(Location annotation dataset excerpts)
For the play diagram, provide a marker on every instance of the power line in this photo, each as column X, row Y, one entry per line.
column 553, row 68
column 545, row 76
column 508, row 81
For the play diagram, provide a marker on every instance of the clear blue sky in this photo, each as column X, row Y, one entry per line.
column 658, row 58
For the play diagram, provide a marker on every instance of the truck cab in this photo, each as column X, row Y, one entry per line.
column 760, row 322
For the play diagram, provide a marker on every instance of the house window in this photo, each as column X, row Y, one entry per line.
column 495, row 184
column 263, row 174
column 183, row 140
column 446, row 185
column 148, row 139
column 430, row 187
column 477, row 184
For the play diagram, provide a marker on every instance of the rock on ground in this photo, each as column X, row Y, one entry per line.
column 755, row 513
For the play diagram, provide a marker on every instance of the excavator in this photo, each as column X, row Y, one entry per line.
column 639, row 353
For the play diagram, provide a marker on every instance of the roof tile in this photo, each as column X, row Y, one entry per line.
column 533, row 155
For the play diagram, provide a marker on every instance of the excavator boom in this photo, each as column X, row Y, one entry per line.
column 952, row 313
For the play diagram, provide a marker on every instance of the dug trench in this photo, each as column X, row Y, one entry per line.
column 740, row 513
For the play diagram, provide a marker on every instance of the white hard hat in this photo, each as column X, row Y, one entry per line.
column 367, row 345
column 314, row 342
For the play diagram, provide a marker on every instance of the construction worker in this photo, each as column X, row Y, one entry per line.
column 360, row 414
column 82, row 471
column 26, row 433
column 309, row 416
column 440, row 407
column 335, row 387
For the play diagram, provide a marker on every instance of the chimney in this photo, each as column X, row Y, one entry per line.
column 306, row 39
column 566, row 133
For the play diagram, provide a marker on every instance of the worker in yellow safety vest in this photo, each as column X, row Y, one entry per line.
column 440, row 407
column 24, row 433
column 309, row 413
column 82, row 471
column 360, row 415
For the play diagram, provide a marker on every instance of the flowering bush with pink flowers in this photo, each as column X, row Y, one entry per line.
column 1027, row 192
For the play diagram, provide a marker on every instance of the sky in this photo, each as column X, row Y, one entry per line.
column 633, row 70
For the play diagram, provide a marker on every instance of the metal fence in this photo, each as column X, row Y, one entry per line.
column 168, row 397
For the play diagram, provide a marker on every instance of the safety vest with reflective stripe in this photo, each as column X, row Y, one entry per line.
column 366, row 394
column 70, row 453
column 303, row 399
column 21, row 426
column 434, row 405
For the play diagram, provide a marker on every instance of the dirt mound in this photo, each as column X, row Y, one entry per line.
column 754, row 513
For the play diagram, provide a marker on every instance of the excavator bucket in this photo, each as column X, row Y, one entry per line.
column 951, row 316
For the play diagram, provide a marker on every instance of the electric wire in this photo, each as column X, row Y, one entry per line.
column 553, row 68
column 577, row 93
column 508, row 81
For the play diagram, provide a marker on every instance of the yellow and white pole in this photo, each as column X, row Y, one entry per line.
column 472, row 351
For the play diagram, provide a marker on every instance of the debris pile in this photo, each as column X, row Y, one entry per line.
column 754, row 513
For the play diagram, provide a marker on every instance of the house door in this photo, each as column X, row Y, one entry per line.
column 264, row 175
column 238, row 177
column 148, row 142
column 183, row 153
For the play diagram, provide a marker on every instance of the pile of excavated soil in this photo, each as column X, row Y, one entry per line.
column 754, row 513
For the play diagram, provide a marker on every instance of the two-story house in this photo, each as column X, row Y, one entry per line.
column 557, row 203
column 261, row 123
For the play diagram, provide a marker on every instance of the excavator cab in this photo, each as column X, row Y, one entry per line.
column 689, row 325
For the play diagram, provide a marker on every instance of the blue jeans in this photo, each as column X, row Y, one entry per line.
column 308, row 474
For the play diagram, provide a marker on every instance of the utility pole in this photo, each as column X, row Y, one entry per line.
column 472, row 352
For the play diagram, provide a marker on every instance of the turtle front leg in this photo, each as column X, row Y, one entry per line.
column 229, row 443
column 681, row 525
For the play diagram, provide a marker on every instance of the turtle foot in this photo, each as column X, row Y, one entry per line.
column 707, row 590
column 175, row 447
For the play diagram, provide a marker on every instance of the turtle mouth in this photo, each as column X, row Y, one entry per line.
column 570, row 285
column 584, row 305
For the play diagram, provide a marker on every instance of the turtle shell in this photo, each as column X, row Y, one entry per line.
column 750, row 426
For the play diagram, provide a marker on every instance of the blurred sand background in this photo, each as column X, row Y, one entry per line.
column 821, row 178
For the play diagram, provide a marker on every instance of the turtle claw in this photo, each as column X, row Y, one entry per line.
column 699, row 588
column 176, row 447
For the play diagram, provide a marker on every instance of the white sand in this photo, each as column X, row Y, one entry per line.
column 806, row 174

** WRITTEN PROBLEM **
Repeat the listing lines word for word, everything from the line containing "the house door" down to the line containing "column 175, row 447", both included.

** WRITTEN SOLUTION **
For the play diagram, provide a marker on every instance of the house door in this photo, each as column X, row Y, one entry per line.
column 264, row 175
column 238, row 177
column 148, row 142
column 183, row 153
For the play diagram, provide a marker on every instance of the pile of excavated soil in this photo, each as column X, row Y, one entry per line.
column 754, row 513
For the play diagram, provide a marker on every instance of the two-story house in this photo, each as column X, row Y, one entry per line.
column 557, row 203
column 261, row 123
For the play diagram, provide a marker on every instance of the excavator cab in this photo, each as column X, row Y, one entry per line.
column 689, row 325
For the play diagram, provide a marker on every instance of the blue jeans in this photo, each as column X, row Y, one entry per line.
column 308, row 474
For the play diagram, provide a marker on every instance of the utility pole in this photo, each as column X, row Y, one entry per line.
column 472, row 352
For the play diagram, provide a marker on every instance of the turtle front leg in this photo, each as column X, row Y, one entry per line.
column 229, row 443
column 681, row 525
For the play diagram, provide a marker on every instance of the turtle foot in this photo, each as column X, row Y, one entry per line.
column 707, row 590
column 175, row 447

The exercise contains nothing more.